Reproduce the mitochondrial DNA passage word for word, everything from "A single change" down to "in human health.".
Top of Provided passage
A single change in the DNA of mitochondria -- the cellular power plants that generate energy in all human cells -- has been found to cause degenerative heart and muscle disease, according to University of California, Irvine researchers.
The study provides new insights into age-related disease and further proof that the mitochondria play a central role in human health.
Douglas Wallace, director of the Center for Molecular and Mitochondrial Medicine and Genetics at UC Irvine and study leader,* says the findings also address a core dilemma facing efforts to cure and treat inherited degenerative diseases, including chronic heart and muscle disease.
"While these diseases traditionally have been assumed to result from mutations in the genes encoded by DNA in the cell's nucleus," he said, "most common degenerative diseases frequently do not exhibit inheritance patterns wholly consistent with our understanding of these nuclear DNA genetics. Our demonstration that mutations in the mitochondrial DNA can also cause the same diseases means that both nuclear and mitochondrial DNA genes that affect mitochondrial function can contribute to disease risk."
Bottom of Provided passage
Top of Information provided
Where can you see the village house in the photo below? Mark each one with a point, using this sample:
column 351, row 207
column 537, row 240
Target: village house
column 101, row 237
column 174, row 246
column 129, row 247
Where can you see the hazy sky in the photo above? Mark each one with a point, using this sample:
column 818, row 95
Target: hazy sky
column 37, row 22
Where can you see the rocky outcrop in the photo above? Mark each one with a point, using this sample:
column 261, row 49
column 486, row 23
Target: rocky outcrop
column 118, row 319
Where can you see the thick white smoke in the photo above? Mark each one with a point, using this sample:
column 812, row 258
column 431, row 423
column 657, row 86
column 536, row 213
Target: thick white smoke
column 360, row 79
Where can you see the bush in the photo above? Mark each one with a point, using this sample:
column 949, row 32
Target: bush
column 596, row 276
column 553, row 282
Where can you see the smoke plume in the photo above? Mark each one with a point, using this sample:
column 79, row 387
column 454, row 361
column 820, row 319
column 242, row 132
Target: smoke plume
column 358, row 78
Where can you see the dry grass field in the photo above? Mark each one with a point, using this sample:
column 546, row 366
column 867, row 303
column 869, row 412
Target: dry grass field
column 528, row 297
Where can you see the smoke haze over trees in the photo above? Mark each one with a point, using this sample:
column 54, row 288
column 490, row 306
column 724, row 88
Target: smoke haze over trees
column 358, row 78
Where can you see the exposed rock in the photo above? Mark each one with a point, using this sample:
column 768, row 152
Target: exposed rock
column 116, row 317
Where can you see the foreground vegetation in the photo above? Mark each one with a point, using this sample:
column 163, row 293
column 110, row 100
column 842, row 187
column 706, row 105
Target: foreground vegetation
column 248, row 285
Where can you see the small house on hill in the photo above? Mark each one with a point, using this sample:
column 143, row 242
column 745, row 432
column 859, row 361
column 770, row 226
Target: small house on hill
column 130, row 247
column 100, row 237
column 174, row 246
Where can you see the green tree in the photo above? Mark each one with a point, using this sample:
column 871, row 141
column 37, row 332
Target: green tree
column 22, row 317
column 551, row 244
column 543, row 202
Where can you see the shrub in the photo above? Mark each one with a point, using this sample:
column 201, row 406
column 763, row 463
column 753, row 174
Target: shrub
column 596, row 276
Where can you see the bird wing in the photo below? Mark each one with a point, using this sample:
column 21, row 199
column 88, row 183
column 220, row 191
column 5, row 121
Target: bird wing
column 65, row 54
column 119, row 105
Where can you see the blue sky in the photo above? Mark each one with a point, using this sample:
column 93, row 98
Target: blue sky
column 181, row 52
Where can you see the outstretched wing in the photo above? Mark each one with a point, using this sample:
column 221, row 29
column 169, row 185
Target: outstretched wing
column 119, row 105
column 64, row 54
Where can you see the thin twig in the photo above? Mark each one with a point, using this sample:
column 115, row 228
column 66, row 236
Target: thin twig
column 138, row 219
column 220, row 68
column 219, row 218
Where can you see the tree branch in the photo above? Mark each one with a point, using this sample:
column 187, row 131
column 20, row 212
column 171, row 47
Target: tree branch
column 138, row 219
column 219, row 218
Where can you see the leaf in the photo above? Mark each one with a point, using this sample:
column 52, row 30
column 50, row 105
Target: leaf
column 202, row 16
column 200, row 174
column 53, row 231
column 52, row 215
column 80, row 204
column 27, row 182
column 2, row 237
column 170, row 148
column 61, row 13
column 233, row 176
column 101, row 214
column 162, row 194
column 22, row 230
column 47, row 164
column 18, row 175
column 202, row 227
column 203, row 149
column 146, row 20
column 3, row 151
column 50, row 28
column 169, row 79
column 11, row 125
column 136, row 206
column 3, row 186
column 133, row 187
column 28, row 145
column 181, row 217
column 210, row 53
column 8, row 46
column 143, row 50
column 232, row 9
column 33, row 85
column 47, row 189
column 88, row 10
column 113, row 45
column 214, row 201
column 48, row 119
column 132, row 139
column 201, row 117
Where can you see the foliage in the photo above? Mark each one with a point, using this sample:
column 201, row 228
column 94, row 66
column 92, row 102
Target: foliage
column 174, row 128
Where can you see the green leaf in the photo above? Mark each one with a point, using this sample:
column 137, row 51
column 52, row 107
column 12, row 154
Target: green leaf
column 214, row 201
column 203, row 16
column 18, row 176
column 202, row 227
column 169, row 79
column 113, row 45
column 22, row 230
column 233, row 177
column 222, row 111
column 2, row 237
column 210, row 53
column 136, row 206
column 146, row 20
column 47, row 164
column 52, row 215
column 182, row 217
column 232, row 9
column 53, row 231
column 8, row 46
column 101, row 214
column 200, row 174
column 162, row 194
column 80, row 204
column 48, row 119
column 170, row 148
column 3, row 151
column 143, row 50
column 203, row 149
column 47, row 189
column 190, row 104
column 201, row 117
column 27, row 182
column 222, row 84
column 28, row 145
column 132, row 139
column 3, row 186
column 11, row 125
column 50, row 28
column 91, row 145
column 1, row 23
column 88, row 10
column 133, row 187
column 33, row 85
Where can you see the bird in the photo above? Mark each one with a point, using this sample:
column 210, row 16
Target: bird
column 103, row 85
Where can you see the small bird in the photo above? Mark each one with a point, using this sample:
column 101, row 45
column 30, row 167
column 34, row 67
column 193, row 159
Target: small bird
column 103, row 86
Bottom of Information provided
Finished task:
A single change in the DNA of mitochondria -- the cellular power plants that generate energy in all human cells -- has been found to cause degenerative heart and muscle disease, according to University of California, Irvine researchers.
The study provides new insights into age-related disease and further proof that the mitochondria play a central role in human health.